TAREFA PROPOSTA A: Poderia apresentar como lista JSON de strings as linhas das entradas a partir da que contém "[point] at the ponytail" até a que contém "(1029, 358)", incluindo as duas? Use uma string por linha, omita as linhas em branco e deixe as imagens de fora.

TRECHO FORNECIDO:
Você escreve um pouco todos os dias ou em períodos concentrados? Você tem uma meta de escrita diária?
Não tenho uma meta diária porque não sou escritora nem produzo nada muito extenso – sou redatora de textos curtos e revisora. Diria uma semiescritora, ou, como falava meu pai: ‘uma revisora, aquela escritora malresolvida…’. Será?
Pelo fato de meu dia a dia ser atribuladíssimo – são por minha conta casa, comida e roupa lavada -, os textos encomendados são escritos de uma vez: sento-me, me concentro e escrevo – sempre cumprindo os prazos. Agora, minhas crônicas, que dispensam a obrigação de serem escritas um pouco por dia já que são curtas, escrevo-as à noite, sempre que tenho material suficiente para completá-las.
Como é o seu processo de escrita? Uma vez que você compilou notas suficientes, é difícil começar? Como você se move da pesquisa para a escrita?
Espero um momento da noite em que estou menos atarefada, uma vez que não consigo fazer várias coisas ao mesmo tempo. De preferência, ouvindo música e sozinha – na solidão total mesmo.
Prefiro terminá-la na mesma noite, sem períodos de marinação. No entanto, apenas começo a escrever depois de muito ler/ouvir fontes sobre o assunto/tema – que vão de músicas, imagens de obras de arte (pintura, escultura, filmes) etc.
Reúno todas as informações/impressões e, só assim, mergulho fundo, numa única apneia.
Como você lida com as travas da escrita, como a procrastinação, o medo de não corresponder às expectativas e a ansiedade de trabalhar em projetos longos?

MATERIAL:
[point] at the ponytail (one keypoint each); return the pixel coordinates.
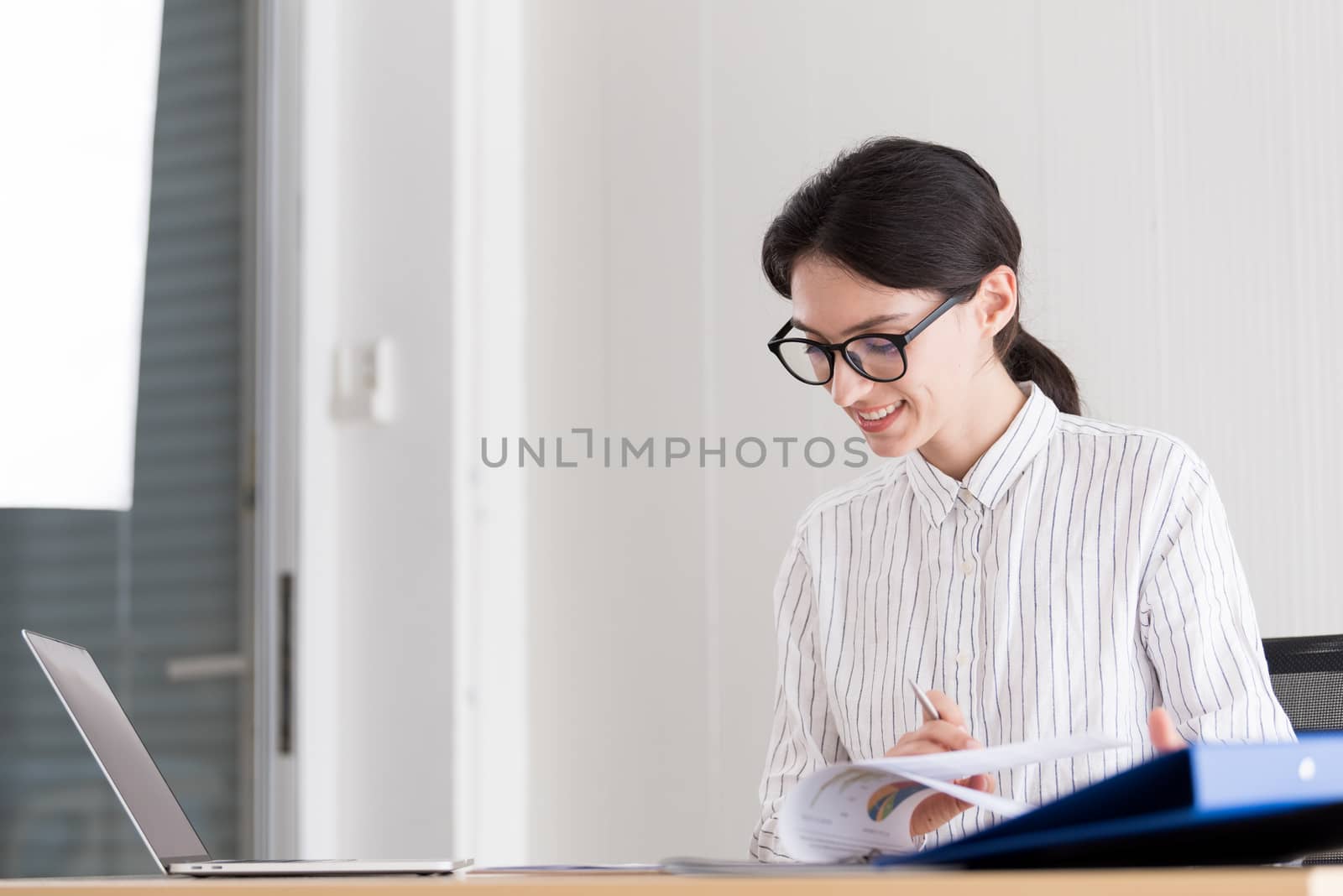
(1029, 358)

* * *

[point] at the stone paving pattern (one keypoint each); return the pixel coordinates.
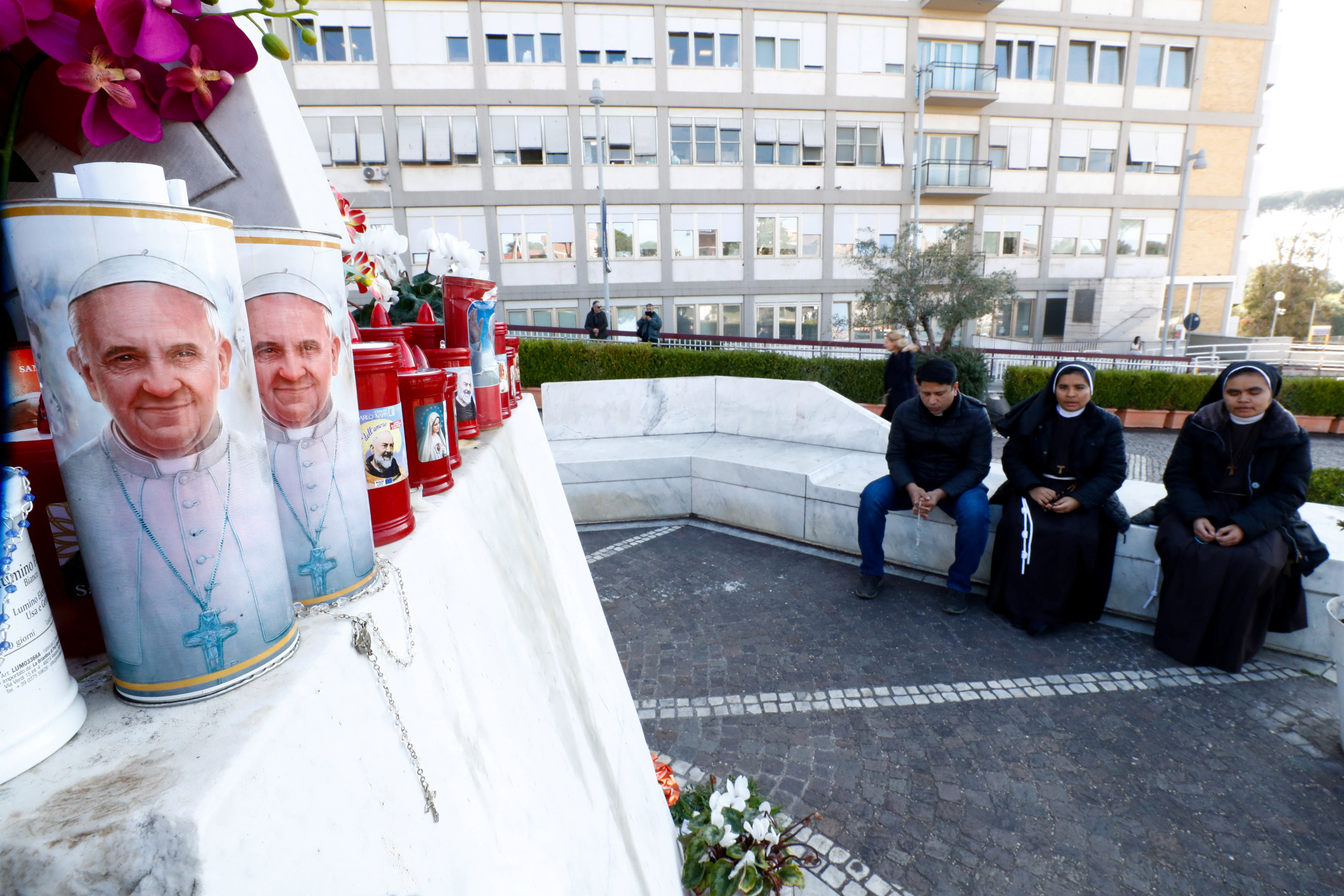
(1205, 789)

* * *

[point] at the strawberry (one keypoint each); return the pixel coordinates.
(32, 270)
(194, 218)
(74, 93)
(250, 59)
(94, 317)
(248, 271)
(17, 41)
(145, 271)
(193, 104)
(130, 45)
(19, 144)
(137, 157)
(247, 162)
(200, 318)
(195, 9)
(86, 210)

TAREFA PROPOSTA B: Na entrevista sobre o processo de escrita, quais são as responsabilidades domésticas que a entrevistada diz estarem por conta dela?

RESPOSTA A:
[
  "[point] at the ponytail (one keypoint each); return the pixel coordinates.",
  "(1029, 358)"
]

RESPOSTA B: Casa, comida e roupa lavada.